### About this exercise
Scan the records for lines with the word "person", and copy every such line.

━━━━━ Data for review ━━━━━

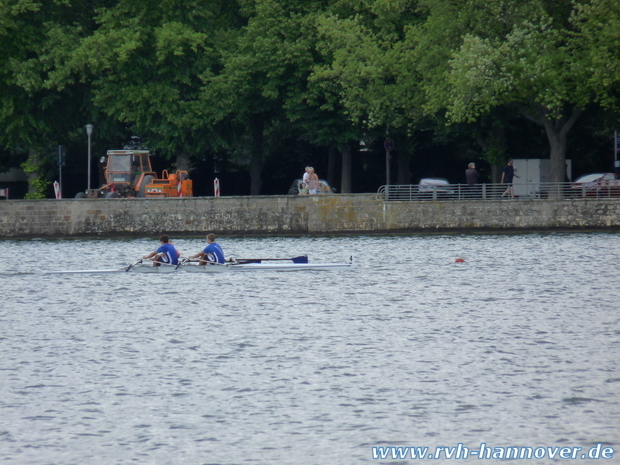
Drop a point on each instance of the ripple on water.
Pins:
(293, 368)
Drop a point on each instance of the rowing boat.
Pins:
(274, 264)
(242, 264)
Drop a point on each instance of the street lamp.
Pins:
(89, 131)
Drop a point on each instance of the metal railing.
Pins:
(521, 191)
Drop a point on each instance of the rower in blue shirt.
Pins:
(166, 253)
(212, 253)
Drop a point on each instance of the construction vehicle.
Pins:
(128, 173)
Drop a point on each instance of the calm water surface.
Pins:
(518, 346)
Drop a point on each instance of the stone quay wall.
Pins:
(291, 215)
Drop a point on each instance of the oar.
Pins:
(132, 265)
(182, 262)
(300, 259)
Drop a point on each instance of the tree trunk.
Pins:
(256, 161)
(496, 173)
(345, 180)
(557, 134)
(404, 167)
(331, 165)
(182, 161)
(33, 163)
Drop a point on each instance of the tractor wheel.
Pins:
(146, 181)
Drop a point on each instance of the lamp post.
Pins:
(89, 131)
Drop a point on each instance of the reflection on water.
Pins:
(519, 345)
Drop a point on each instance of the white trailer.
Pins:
(533, 172)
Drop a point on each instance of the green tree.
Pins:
(521, 54)
(29, 112)
(143, 62)
(263, 63)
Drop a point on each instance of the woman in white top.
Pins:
(313, 181)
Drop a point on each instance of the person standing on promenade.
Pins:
(313, 182)
(508, 174)
(471, 175)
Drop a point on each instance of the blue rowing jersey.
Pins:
(170, 254)
(214, 253)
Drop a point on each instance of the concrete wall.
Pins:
(277, 215)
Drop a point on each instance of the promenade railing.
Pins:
(523, 191)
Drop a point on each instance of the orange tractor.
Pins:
(128, 173)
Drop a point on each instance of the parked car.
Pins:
(440, 185)
(325, 188)
(597, 185)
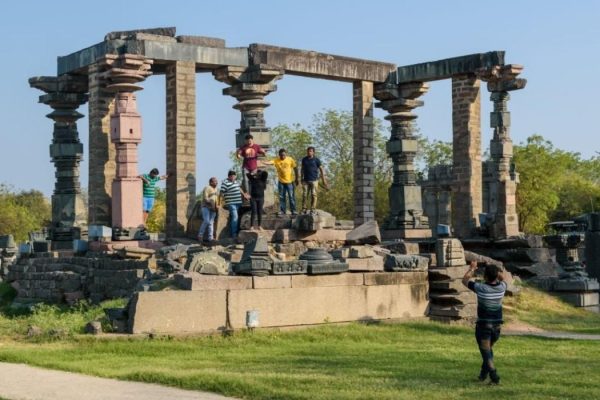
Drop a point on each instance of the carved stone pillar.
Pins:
(363, 151)
(180, 79)
(503, 218)
(406, 219)
(250, 86)
(466, 155)
(65, 94)
(122, 74)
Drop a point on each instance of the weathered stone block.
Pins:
(271, 282)
(324, 235)
(361, 252)
(402, 262)
(374, 263)
(207, 262)
(197, 281)
(401, 247)
(452, 298)
(448, 272)
(178, 311)
(367, 233)
(343, 279)
(290, 267)
(456, 311)
(316, 305)
(449, 252)
(334, 267)
(314, 222)
(395, 278)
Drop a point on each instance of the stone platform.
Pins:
(113, 245)
(220, 303)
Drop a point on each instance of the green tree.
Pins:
(22, 212)
(431, 153)
(554, 184)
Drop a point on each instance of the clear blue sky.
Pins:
(556, 41)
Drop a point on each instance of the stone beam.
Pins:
(444, 69)
(320, 65)
(161, 49)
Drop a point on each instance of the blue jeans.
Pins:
(148, 203)
(486, 334)
(233, 219)
(208, 219)
(283, 189)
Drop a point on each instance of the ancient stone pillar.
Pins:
(250, 86)
(65, 94)
(123, 73)
(466, 155)
(181, 145)
(101, 151)
(406, 219)
(503, 217)
(363, 149)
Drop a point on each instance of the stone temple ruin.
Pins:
(298, 271)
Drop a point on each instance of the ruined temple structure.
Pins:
(106, 76)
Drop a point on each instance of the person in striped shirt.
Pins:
(489, 315)
(232, 195)
(149, 190)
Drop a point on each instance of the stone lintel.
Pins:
(320, 65)
(444, 69)
(204, 41)
(168, 31)
(158, 50)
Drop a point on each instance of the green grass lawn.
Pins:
(355, 361)
(401, 361)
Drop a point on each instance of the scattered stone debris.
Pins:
(367, 233)
(93, 328)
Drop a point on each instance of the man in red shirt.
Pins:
(250, 152)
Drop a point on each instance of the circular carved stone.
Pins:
(316, 255)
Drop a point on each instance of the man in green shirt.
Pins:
(149, 186)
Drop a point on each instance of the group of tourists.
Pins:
(231, 194)
(254, 183)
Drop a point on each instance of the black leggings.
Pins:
(257, 204)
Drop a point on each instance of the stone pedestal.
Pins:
(573, 285)
(406, 209)
(122, 75)
(502, 205)
(65, 94)
(250, 86)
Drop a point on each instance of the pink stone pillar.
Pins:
(126, 133)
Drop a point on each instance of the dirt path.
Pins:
(22, 382)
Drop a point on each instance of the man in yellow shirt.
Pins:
(287, 176)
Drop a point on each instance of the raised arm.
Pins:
(469, 273)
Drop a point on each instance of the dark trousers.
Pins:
(257, 205)
(486, 334)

━━━━━

### Written solution
Drop a point on each instance of the person standing on promenade.
Drop a point on each instance of the person in striped shirt.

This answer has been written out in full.